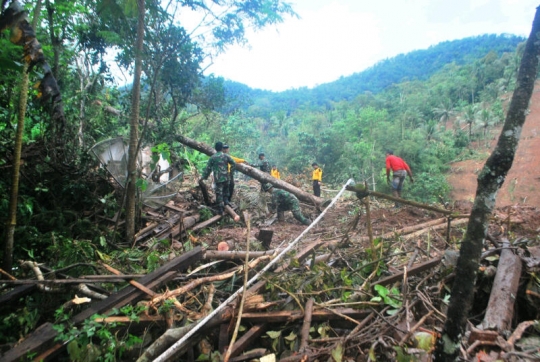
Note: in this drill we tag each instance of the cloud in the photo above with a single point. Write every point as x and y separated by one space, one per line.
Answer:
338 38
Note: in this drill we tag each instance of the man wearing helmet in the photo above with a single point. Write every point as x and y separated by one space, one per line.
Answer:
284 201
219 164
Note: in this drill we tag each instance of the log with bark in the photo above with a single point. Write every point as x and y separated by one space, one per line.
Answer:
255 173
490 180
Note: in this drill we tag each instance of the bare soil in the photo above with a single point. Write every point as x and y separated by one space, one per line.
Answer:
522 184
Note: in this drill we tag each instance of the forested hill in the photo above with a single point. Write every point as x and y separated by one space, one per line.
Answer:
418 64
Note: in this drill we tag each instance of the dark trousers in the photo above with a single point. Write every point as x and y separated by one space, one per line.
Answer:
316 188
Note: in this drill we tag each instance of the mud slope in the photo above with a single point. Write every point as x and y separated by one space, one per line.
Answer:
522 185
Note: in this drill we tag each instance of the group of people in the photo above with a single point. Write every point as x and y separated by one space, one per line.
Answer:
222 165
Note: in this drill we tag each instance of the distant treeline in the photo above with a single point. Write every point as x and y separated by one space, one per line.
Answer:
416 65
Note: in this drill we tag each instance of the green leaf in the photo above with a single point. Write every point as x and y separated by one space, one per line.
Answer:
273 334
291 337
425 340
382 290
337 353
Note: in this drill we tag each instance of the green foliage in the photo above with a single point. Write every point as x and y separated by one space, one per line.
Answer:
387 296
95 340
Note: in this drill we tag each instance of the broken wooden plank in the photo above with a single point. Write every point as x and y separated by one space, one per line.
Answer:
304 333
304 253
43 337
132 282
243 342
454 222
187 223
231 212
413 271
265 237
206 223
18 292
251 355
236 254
--
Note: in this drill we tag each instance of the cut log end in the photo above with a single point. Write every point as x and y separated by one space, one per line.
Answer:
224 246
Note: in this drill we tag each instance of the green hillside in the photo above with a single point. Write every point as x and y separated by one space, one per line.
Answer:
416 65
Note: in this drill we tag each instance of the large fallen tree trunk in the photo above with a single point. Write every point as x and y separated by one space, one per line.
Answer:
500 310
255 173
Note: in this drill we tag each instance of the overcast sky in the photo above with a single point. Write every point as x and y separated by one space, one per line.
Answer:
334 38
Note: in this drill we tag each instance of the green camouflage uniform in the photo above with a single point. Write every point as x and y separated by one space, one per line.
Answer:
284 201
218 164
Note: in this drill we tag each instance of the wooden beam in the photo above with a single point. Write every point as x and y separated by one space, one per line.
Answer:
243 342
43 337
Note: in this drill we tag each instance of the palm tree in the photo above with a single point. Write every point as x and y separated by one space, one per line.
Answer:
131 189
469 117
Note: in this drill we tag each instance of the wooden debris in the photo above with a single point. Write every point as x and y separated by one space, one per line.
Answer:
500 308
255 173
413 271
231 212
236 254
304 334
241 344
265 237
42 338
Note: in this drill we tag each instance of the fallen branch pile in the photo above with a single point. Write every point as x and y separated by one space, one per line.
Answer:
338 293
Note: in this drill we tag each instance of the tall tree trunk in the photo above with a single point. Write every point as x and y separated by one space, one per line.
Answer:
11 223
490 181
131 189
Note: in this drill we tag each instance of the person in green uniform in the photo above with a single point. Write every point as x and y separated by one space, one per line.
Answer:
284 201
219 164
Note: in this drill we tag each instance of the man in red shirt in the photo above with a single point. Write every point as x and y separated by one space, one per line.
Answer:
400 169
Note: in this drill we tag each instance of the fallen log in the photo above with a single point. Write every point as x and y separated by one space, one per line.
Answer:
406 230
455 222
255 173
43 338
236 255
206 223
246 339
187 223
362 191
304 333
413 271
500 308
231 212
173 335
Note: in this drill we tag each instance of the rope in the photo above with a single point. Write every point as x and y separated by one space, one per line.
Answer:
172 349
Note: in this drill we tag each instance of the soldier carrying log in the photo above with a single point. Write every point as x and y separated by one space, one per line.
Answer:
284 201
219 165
---
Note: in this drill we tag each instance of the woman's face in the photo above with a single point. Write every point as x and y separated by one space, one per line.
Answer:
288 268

• [Problem to work on]: Collect every line from the rows above that contains the word "fallen", and copy each line in full.

• [Solution]:
Note: in this drill we tag each instance of the large fallen tree trunk in the photo above with a single point. Write every point as x and y separated by one space, one per line.
Note: in this drill we tag each instance of the fallen branch pile in the photo above with a single point. Write every point as x and y separated by one space, one per line.
Note: in this drill we tag each instance of the fallen log in the photo above with a single point. Write every point as x and y separated by one space, one per line.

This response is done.